▶ [OBJECTIVE A]
In the records below, repeat the lines starting at "Pick out the musician" and ending at "pixel 67 169", with both of those lines included. Leave the pictures out of your answer.

▶ [GIVEN PASSAGE]
/tokenizer

Tokenize CSS according to the CSS Syntax

Primary LanguageTypeScriptCreative Commons Zero v1.0 UniversalCC0-1.0

CSS Tokenizer

npm version build status code coverage issue tracker pull requests support chat

This tools lets you tokenize CSS according to the CSS Syntax Specification. Tokenizing CSS is separating a string of CSS into its smallest, semantic parts — otherwise known as tokens.

This tool is intended to be used in other tools on the front and back end. It seeks to maintain:

  • 100% compliance with the CSS syntax specification. ✨
  • 100% code coverage. 🦺
  • 100% static typing. 💪
  • 1kB maximum contribution size. 📦
  • Superior quality over Shark P. 🦈

Usage

Add the CSS tokenizer to your project:

npm install @csstools/tokenizer

Tokenize CSS in JavaScript:

import { tokenize } from '@csstools/tokenizer'

for (const token of tokenize(cssText)) {
  console.log(token) // logs an individual CSSToken
}

Tokenize CSS in classical NodeJS:

const { tokenizer } = require('@csstools/tokenizer')

▶ [OBJECTIVE B]
List every goal the CSS tokenizer page says the tool seeks to maintain.

▶ [SOURCE DATA]

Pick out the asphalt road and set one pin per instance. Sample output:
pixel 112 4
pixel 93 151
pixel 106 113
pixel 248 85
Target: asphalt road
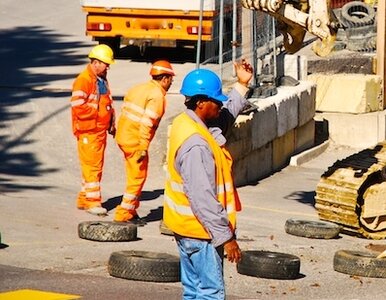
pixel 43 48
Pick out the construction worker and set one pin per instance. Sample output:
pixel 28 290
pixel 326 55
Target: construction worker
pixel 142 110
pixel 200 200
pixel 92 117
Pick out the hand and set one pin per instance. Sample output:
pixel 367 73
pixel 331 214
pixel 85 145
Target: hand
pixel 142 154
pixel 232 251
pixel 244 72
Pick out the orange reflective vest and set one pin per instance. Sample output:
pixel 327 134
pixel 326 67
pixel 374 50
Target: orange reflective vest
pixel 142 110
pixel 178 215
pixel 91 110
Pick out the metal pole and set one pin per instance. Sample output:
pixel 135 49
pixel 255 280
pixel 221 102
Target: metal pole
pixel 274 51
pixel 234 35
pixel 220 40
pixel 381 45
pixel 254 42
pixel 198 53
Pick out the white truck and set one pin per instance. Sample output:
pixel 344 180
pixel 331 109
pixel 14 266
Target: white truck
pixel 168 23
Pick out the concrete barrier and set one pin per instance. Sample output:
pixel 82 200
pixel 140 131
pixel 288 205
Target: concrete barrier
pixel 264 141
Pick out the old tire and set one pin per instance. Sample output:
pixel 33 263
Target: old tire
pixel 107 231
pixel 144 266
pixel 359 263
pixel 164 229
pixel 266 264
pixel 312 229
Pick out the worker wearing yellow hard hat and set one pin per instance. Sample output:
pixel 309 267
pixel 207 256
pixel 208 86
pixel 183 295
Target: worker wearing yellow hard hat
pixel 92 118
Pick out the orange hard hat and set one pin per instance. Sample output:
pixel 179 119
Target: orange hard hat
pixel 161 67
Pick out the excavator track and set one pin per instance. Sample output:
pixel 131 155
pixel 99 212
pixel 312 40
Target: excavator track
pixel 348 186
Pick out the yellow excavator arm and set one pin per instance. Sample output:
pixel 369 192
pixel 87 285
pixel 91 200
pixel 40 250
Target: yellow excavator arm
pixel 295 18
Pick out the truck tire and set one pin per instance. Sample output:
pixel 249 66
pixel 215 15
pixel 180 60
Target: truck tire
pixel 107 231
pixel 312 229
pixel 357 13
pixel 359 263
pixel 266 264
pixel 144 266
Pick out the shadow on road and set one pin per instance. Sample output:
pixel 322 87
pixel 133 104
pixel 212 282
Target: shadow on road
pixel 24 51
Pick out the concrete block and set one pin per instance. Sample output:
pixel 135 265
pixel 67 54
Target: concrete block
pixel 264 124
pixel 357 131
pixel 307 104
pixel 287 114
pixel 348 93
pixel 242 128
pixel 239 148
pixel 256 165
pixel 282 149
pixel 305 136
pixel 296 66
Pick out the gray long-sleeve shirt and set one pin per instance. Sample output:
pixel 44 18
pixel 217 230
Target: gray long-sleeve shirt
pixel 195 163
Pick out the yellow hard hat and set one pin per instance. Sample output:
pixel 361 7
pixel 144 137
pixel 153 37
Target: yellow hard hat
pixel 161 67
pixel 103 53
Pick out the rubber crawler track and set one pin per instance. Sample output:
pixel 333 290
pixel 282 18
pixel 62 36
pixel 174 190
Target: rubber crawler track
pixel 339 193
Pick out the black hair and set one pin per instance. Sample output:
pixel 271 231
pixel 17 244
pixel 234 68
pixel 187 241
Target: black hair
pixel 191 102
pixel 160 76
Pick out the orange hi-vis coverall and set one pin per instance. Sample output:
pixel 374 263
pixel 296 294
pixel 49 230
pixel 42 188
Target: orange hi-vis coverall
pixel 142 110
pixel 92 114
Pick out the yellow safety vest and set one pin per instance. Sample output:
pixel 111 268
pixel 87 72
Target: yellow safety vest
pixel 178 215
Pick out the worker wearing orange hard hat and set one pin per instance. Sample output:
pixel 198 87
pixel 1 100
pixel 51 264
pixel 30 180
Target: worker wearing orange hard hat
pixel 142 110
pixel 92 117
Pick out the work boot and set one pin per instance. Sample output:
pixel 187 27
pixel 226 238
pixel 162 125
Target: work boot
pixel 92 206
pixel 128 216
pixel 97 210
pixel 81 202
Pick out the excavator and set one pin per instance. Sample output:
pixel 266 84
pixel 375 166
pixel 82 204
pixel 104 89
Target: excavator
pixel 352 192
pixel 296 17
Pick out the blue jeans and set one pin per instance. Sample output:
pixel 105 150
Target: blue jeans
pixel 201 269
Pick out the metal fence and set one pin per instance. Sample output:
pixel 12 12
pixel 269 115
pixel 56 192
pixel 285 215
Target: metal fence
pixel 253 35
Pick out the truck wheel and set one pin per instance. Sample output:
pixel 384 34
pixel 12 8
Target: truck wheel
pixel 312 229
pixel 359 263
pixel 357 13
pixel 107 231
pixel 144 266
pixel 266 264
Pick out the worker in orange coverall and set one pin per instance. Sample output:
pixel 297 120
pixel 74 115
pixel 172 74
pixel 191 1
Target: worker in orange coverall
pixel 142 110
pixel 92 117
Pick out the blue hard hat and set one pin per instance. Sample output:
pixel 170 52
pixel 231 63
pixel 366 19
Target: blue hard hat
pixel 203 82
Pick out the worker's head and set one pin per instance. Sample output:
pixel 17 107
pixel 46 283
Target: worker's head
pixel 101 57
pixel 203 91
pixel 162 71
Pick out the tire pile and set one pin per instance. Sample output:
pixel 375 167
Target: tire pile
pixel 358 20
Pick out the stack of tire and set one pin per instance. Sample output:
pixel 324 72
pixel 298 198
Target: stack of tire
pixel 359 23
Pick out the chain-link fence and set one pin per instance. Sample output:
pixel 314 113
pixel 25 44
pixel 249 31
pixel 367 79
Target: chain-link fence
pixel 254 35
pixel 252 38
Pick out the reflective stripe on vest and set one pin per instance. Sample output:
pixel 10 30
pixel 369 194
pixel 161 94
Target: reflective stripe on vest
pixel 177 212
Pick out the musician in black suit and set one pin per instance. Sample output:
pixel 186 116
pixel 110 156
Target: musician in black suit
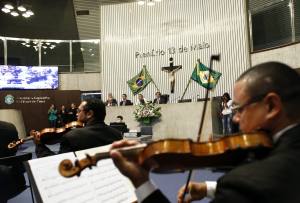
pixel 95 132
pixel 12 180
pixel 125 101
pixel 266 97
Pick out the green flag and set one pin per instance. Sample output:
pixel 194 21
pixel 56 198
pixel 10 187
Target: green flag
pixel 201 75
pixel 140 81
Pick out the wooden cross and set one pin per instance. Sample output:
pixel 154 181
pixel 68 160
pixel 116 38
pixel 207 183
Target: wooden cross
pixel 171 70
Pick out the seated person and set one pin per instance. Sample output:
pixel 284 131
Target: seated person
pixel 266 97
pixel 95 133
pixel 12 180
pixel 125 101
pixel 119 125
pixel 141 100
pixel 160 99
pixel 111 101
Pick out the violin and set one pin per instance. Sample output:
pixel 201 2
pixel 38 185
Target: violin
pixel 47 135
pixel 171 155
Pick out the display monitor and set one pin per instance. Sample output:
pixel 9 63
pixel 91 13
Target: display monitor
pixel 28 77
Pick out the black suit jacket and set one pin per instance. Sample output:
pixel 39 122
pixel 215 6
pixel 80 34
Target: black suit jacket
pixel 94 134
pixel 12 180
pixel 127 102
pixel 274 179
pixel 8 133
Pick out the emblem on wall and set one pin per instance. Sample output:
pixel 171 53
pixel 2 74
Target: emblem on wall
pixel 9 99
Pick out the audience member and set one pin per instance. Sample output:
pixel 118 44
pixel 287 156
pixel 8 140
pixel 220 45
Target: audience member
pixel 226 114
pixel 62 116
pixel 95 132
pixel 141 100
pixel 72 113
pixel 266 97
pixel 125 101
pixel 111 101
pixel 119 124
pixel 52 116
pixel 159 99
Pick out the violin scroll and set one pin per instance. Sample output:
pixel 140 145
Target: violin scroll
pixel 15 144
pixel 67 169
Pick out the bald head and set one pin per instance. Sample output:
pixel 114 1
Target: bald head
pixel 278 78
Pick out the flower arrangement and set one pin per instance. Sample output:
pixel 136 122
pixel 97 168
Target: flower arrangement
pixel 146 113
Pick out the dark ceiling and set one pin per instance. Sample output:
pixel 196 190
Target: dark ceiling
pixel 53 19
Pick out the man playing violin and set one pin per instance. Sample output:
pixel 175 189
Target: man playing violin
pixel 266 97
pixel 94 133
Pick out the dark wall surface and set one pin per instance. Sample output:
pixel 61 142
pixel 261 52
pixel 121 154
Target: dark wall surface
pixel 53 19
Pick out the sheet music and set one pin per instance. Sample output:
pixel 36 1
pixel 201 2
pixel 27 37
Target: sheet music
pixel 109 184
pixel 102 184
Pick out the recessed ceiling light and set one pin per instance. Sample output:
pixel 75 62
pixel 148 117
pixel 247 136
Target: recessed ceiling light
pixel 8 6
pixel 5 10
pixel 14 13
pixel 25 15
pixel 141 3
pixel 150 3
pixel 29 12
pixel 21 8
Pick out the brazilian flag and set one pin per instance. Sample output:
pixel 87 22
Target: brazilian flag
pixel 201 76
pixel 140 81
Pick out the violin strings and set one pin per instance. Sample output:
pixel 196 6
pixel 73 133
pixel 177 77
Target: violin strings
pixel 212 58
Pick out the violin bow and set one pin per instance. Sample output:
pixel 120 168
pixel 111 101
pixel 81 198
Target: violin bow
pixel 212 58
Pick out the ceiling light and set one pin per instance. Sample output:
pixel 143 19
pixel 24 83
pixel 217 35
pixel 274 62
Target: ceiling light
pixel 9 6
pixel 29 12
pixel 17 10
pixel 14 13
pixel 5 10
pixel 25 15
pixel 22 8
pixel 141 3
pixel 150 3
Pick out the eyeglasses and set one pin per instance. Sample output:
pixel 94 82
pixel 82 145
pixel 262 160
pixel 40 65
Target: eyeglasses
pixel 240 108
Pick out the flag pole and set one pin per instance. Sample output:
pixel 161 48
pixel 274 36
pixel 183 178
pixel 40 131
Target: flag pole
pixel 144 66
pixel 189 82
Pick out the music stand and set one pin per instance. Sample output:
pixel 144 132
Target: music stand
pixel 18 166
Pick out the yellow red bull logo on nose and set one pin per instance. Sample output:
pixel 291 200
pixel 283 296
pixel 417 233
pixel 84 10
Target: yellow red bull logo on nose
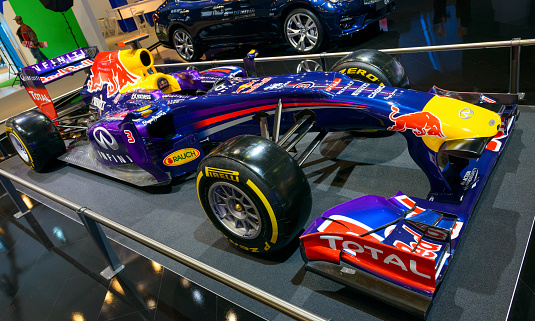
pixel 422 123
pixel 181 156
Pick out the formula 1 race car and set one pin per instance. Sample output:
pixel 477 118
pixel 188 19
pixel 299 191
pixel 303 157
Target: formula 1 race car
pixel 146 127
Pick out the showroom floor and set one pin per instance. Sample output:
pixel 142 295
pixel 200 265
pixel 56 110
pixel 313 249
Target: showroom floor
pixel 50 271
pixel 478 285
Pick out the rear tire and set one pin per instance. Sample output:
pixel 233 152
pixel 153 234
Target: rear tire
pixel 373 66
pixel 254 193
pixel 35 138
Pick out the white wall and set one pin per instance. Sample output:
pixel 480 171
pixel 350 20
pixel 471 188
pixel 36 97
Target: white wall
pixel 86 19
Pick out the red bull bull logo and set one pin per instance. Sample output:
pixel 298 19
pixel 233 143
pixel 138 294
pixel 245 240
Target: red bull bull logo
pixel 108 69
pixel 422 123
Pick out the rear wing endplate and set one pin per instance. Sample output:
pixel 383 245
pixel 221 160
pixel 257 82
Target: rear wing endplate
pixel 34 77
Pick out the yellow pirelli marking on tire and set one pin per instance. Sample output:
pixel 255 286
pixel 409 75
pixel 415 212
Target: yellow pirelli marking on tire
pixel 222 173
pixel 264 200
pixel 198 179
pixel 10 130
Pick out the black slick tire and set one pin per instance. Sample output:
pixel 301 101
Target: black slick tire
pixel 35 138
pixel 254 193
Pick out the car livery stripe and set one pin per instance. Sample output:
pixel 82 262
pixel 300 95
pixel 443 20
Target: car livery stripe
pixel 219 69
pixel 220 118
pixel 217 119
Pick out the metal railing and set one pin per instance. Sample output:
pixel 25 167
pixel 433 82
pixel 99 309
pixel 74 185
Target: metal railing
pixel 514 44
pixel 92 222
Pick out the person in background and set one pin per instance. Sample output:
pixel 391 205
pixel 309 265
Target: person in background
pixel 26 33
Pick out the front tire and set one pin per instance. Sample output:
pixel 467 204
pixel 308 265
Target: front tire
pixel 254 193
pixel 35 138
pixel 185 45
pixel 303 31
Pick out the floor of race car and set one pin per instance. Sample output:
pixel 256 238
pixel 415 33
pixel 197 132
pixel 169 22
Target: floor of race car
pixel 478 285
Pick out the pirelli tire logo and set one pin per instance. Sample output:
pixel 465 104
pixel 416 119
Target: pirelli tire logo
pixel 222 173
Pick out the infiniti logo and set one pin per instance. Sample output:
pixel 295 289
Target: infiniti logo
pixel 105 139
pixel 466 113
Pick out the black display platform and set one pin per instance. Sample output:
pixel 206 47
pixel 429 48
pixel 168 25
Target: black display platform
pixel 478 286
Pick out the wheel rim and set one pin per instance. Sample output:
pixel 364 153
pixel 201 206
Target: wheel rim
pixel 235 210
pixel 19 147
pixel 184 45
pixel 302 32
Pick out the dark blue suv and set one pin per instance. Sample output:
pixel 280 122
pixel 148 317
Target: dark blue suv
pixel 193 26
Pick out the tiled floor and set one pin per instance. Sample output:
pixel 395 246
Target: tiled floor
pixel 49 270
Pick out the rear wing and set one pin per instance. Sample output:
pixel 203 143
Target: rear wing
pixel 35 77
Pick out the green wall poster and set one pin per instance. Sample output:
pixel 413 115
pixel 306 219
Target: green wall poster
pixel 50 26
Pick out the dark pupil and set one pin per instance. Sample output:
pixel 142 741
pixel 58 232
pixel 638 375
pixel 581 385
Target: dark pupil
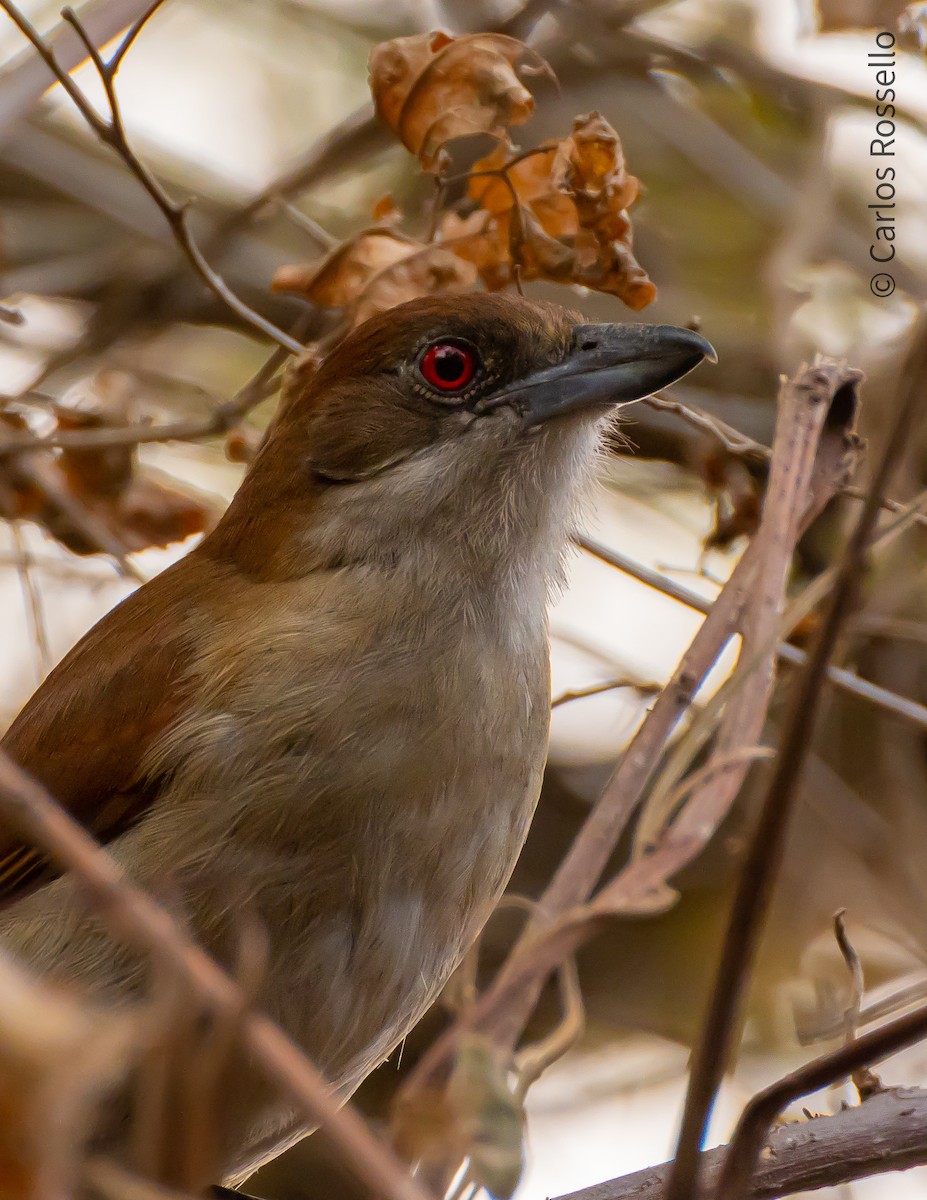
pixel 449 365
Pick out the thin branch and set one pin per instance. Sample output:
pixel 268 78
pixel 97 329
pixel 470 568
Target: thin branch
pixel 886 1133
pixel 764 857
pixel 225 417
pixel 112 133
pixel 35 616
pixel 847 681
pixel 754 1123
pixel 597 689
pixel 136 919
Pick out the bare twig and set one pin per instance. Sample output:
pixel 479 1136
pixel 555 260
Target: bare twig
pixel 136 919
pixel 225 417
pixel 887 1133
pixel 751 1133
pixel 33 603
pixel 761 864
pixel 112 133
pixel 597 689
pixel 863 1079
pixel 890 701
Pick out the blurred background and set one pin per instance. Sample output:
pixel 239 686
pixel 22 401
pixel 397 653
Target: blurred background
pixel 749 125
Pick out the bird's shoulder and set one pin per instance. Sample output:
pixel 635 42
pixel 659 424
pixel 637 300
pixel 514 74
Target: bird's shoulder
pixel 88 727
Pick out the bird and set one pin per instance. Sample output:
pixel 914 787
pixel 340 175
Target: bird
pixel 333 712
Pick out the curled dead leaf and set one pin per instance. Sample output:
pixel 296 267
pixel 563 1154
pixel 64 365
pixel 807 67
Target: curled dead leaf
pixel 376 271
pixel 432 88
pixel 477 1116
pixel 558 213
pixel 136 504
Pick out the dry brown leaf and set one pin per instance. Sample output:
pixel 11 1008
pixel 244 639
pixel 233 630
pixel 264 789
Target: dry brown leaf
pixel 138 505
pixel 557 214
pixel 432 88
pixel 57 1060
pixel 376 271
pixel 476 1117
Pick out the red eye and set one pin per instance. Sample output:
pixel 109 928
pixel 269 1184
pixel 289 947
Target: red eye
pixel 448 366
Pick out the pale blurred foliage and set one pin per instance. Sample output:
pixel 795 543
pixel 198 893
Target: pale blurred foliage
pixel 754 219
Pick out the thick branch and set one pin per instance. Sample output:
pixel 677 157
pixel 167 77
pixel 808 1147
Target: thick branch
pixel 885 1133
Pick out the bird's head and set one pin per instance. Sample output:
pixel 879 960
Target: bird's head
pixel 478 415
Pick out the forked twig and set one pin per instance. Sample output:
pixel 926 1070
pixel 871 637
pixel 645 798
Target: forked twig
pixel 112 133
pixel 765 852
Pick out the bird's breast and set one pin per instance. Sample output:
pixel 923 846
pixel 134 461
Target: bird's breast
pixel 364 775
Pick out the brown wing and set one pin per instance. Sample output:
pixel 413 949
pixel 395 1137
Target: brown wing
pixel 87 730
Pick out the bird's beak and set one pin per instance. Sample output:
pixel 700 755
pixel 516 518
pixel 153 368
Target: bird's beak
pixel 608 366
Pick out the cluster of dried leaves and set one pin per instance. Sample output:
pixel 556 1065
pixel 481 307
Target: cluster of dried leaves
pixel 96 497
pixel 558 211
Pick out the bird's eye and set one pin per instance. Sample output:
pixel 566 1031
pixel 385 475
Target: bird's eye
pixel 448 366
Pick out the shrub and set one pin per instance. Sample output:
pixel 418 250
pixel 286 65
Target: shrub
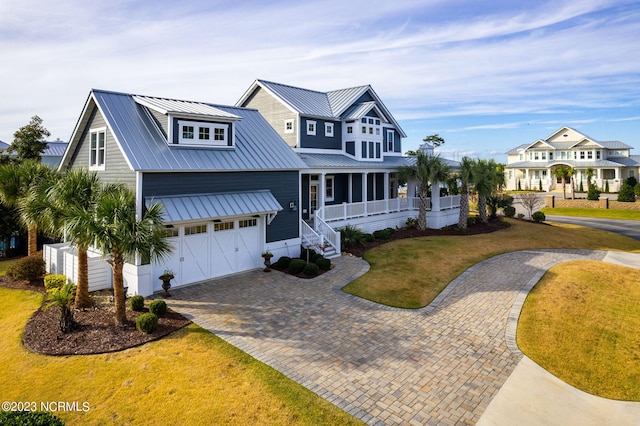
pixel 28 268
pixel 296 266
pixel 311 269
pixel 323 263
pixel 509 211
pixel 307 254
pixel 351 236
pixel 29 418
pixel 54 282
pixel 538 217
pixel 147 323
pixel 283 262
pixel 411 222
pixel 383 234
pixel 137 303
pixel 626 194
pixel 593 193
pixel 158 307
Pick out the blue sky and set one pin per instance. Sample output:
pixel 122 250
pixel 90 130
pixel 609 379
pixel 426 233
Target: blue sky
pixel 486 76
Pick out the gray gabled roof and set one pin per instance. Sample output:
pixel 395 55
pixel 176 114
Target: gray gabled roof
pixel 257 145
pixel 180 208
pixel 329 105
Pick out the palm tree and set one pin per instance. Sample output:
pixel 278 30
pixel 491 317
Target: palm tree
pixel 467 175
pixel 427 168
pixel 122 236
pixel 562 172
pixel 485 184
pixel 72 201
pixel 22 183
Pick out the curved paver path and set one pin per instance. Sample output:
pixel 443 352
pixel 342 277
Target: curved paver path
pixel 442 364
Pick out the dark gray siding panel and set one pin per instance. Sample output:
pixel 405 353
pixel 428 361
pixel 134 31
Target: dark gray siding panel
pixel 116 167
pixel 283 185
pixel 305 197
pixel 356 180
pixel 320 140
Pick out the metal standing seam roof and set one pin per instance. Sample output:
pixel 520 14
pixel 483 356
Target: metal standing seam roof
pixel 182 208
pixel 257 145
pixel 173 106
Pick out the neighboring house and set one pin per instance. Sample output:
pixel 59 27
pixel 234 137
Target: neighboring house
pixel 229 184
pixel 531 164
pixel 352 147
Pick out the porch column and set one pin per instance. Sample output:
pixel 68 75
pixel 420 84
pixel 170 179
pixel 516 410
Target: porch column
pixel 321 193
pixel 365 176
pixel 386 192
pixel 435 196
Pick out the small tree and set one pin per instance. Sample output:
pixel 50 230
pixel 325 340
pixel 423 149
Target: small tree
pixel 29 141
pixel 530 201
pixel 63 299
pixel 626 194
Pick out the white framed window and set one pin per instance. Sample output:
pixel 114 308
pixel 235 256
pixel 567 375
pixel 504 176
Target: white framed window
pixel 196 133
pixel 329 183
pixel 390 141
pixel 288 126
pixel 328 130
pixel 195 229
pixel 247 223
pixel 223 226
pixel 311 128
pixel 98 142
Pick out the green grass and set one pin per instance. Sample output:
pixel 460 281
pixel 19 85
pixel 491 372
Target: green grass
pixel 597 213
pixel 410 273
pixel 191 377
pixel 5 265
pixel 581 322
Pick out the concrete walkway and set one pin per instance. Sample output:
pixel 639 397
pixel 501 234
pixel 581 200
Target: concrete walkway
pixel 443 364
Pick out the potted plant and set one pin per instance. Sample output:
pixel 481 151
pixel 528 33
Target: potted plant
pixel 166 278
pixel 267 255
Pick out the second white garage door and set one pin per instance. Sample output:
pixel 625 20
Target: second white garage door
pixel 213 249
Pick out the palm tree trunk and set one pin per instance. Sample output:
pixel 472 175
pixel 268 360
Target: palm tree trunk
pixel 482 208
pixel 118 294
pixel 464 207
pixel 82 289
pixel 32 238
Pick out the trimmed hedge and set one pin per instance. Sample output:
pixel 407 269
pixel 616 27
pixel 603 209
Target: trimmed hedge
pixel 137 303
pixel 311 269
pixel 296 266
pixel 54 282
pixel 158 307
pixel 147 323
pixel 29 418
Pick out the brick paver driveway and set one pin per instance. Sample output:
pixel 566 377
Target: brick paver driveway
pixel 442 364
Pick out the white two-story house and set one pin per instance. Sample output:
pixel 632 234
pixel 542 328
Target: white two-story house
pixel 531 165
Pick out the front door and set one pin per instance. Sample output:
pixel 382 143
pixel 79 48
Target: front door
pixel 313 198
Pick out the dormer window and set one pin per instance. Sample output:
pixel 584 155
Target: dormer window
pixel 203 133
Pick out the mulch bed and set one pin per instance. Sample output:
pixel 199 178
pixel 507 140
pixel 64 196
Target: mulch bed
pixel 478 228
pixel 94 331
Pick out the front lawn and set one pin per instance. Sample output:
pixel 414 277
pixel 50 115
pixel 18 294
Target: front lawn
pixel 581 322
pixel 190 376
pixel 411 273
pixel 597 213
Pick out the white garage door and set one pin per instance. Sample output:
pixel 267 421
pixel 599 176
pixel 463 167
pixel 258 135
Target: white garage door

▶ [WRITTEN ANSWER A]
Pick out the musician in black suit and set one pin per instance. Sample output:
pixel 186 116
pixel 110 156
Target: musician in black suit
pixel 95 132
pixel 12 180
pixel 125 101
pixel 266 97
Pick out the green flag and set one pin per instance. Sample output:
pixel 194 21
pixel 56 198
pixel 10 187
Target: green flag
pixel 201 75
pixel 140 81
Pick out the wooden cross and set one pin per instance. Sample output:
pixel 154 181
pixel 68 160
pixel 116 38
pixel 207 183
Target: wooden cross
pixel 171 70
Pick out the seated person and set one pin per instance. Sample output:
pixel 284 131
Target: seated person
pixel 266 97
pixel 95 133
pixel 12 180
pixel 125 101
pixel 119 125
pixel 141 100
pixel 160 99
pixel 111 101
Pick out the violin and set one pin per instance. Sample output:
pixel 201 2
pixel 38 185
Target: violin
pixel 47 135
pixel 171 155
Pick out the display monitor and set one pin per instance. Sample output:
pixel 9 63
pixel 91 13
Target: display monitor
pixel 28 77
Pick out the black suit jacket and set one pin per instance. Sample output:
pixel 39 122
pixel 215 6
pixel 80 34
Target: black suit jacket
pixel 94 134
pixel 12 180
pixel 127 102
pixel 274 179
pixel 8 133
Pick out the emblem on wall and set one pin per instance. Sample output:
pixel 171 53
pixel 2 74
Target: emblem on wall
pixel 9 99
Pick out the audience member and set one pin per instance. Sample output:
pixel 118 44
pixel 287 156
pixel 8 140
pixel 220 45
Target: audience member
pixel 226 114
pixel 62 116
pixel 95 132
pixel 141 100
pixel 72 113
pixel 266 97
pixel 125 101
pixel 111 101
pixel 119 124
pixel 52 116
pixel 159 99
Pick out the violin scroll and set one pin per instance. Sample output:
pixel 140 145
Target: violin scroll
pixel 15 144
pixel 67 169

▶ [WRITTEN ANSWER B]
- 100% compliance with the CSS syntax specification
- 100% code coverage
- 100% static typing
- 1kB maximum contribution size
- Superior quality over Shark P